Hi everyone! I thought I would write this down here to give some ideas to some of you... Using the new "Snippet" object, it is now possible to have some kind of a workaround for multi-stage shortcuts. I said workaround, since you need to be aware that the keypress would be sent to the front application. Therefore, you need to be careful with which key you use. To make it more like command keys, I'm using the "alt" key as modifier. This is writing symbols, so you could used those symbols as the text for the Snippet action. For example, [ alt+o, alt+m ] would be [ øµ ] (on my French-Canadian Keyboard) and could be used to (for example) open the activity monitor (or run any action that you wish)

 

Here is a workflow to give you some example, but keep in mind that this is a workaround ;) 

https://nofile.io/f/FSS6iMp9fw3/Hotkey+Sequence+Trigger.alfredworkflow

 

I would put here my README that's inside the workflow to give you a better overview about the idea:

 

-------------

 

Hotkey Sequence Trigger - README

 

This is a workaround idea to have a multi-stages hotkey trigger. The idea is to use the "Snippet" object to detects the key sequence and run a defined action if there's a match.

━━━━━━━━

GOAL: Edit the post about multi-stage hotkey shortcuts from "Hotkey Sequence Trigger" to "there's a match.", changing "workaround" to "stopgap".

━━━━━━━━

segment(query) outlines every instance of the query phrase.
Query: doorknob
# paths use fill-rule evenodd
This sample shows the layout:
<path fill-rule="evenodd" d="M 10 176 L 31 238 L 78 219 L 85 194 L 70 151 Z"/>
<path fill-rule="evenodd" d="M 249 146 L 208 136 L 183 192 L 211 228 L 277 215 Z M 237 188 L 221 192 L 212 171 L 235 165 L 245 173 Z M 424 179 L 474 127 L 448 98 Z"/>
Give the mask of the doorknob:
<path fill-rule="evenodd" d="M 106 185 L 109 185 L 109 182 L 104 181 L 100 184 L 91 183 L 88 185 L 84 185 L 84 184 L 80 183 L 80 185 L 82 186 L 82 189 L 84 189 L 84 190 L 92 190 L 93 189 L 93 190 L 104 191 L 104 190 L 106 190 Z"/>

━━━━━━━━

ANSWER TO THIS PROBLEM:
Hotkey Sequence Trigger - README

 

This is a stopgap idea to have a multi-stages hotkey trigger. The idea is to use the "Snippet" object to detects the key sequence and run a defined action if there's a match.